• Task:
Output the entries word for word. Omit images.

• Dataset:
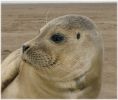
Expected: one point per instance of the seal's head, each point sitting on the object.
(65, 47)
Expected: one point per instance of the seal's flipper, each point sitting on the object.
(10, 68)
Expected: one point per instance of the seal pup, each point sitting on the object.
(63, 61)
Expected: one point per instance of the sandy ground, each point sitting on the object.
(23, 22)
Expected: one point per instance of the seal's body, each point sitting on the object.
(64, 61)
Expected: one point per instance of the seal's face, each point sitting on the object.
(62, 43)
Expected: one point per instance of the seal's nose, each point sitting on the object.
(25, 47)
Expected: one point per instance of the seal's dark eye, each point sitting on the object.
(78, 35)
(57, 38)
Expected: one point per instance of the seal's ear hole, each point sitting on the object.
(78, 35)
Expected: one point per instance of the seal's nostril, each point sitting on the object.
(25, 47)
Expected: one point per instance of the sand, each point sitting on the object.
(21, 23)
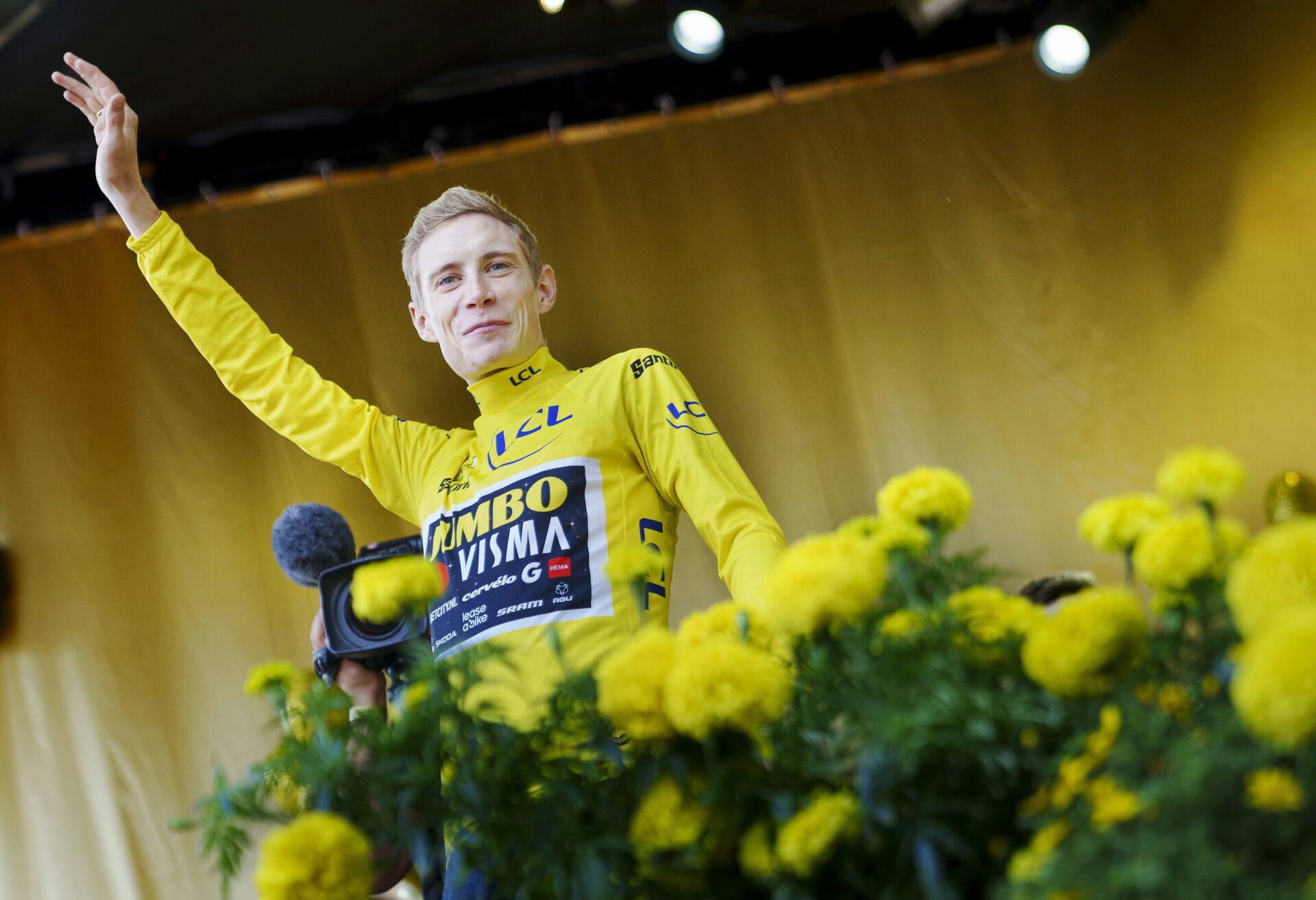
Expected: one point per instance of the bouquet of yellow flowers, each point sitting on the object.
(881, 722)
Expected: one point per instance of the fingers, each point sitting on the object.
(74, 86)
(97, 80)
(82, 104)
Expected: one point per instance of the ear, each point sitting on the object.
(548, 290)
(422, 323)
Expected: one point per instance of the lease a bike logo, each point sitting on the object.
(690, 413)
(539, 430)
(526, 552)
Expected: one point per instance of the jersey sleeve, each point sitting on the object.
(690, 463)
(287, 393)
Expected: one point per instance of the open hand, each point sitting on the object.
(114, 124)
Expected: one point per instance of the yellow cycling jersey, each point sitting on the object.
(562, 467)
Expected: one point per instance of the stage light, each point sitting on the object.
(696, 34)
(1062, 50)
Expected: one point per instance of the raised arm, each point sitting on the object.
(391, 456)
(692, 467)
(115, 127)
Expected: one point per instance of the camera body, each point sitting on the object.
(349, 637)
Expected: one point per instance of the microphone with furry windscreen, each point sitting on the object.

• Reply:
Expected: one point per instance of the seal's head, each point sitting on the object.
(65, 47)
Expected: one point per instance of the seal's flipper, each point sitting on the object.
(10, 68)
Expected: one point per instance of the seal pup, each point sitting on the object.
(63, 61)
Expected: one point per instance of the sandy ground, each point sitting on the object.
(23, 22)
Expected: one point per instance of the seal's body, each point sitting on the object.
(64, 61)
Expected: one point per instance of the seal's face, each point sitting on the object.
(62, 43)
Expected: one point per instance of the seal's nose, each point sitting on the object.
(25, 47)
Expected: one point per instance of the seal's dark eye, each point sitting on the object.
(78, 35)
(57, 38)
Expected: one point per instance of the seal's ear hole, each point sitting on the object.
(78, 35)
Expected: one point per instance of the seal's nostril, each point sitting on the object.
(25, 47)
Expected: one point per instance of the sand, each point sitting on the object.
(21, 23)
Expected: one point per instance of the bouquet of yellow flowers, each point sitting on the object.
(881, 722)
Expected: one point per instance of the fingers, each point sitting on the object.
(74, 86)
(97, 80)
(82, 104)
Expected: one point per instance of the ear, each point sitting on the object.
(548, 290)
(422, 323)
Expected: one point per instance of the lease a bike logo, each point sitting on the object.
(690, 413)
(539, 430)
(526, 552)
Expected: one point per instance of the jersey sleeve, each point sitting on the object.
(690, 463)
(287, 393)
Expected: one point per instance of the open hand, each point sitting on the object.
(114, 124)
Expected: one point per instance of the yellow cycling jersey, each point sitting on the object.
(562, 467)
Expected: one point per instance of the stage light, each point sitting on the object.
(696, 34)
(1062, 50)
Expected: one point per instance of the raised arm, each point sitting on the object.
(391, 456)
(692, 467)
(115, 127)
Expected: one point per instance of the camera body, each point sitting on the object.
(349, 637)
Expected: one point per instance of the microphone with furry windscreen, each point sitting on the object.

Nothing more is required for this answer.